» **Dataset content**:

-- -- --

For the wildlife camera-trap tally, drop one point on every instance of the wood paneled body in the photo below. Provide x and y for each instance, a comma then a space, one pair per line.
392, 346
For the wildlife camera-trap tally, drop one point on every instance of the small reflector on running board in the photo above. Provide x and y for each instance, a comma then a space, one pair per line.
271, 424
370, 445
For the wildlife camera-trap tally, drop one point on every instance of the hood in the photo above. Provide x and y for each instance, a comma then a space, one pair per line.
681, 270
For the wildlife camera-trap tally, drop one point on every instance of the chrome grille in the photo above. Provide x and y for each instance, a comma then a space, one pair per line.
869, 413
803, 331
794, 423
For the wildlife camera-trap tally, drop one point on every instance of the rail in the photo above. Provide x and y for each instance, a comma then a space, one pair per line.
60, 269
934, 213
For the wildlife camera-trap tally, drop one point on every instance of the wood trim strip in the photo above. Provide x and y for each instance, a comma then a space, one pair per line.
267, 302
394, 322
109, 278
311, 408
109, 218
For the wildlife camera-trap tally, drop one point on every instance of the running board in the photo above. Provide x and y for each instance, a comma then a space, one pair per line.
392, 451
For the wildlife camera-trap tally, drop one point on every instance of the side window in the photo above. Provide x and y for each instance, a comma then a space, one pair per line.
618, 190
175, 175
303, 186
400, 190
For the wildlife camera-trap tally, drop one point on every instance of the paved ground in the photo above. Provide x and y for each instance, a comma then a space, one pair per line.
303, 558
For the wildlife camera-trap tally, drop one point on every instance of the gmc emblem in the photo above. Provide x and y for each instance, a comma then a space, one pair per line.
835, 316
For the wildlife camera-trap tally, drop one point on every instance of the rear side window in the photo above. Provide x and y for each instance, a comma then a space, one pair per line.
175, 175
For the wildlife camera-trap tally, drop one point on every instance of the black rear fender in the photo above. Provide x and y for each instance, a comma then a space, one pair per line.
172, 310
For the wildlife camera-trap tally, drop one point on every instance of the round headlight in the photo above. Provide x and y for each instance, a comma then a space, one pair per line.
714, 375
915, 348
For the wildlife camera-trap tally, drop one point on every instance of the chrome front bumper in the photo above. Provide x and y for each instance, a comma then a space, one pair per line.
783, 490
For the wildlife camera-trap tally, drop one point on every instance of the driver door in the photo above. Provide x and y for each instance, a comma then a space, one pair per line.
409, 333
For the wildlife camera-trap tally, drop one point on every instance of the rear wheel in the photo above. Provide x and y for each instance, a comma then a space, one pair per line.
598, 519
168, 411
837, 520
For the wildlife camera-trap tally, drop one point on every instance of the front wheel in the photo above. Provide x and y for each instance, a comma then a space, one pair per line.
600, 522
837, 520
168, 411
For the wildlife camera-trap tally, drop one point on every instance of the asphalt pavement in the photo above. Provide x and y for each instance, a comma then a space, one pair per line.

-- -- --

» **Exercise**: Could you copy the entries above word for word, from the line that contains "of the side" through the last line of the entries?

» **Response**:
For the wildlife camera-trap tally, drop one point on every instance of the side window in the photo above. Provide x and y for each instance, a comma then a space, one pair per line.
618, 190
175, 175
303, 186
400, 190
For the wildlife camera-trap tally, drop one point on every instance of the paved ground in the photo above. Provide x and y for each instance, a comma then a space, one pair per line.
303, 558
For the wildlife camera-trap tally, drop one point on every instance of the gmc emblem in the photo above. Provide x and y for each instance, a comma then a space, one pair per line.
835, 316
For the wildlife camera-trap tally, drop one point on every instance of the rear side window in the photo above. Provide x and y for each instance, a comma then a space, one pair per line.
175, 175
For the wildlife camera-trap tally, drop one point on every instance of the black rear fender in the photo above. Provide x and y for each instance, a comma then a space, one pair per line.
172, 310
For the wildlife camera-trap tally, drop one point on every instance of the round headlight in the photo above. Provide x and y for each instance, a comma then a space, one pair per line.
714, 375
915, 348
For the wildlife camera-trap tally, drop one point on every instance of the chrome front bumper in the photo above. Provide x and y for each instance, a comma then a space, one pair per line.
783, 490
For the wildlife camera-trap tally, drop one point on every instance of the driver door in the photo above. Provide x and y for each instance, a comma then a space, one pair per line.
409, 333
For the wildlife camera-trap tally, drop one point on every instance of the rear wheel in the photo above. Provide x and y for each instance, a comma then a space, one pair per line.
598, 519
168, 411
837, 520
For the wildlife camera-trap tally, drop one point on every instance of the front wheel in the photo above. Provide x and y for each instance, a comma then a space, one pair per line.
600, 522
837, 520
168, 411
For the wildlife camera-trap tally, drop one point on every instance of the asphalt pavement in the photo above. Provide x and y for each instance, a comma then a space, one pair per line.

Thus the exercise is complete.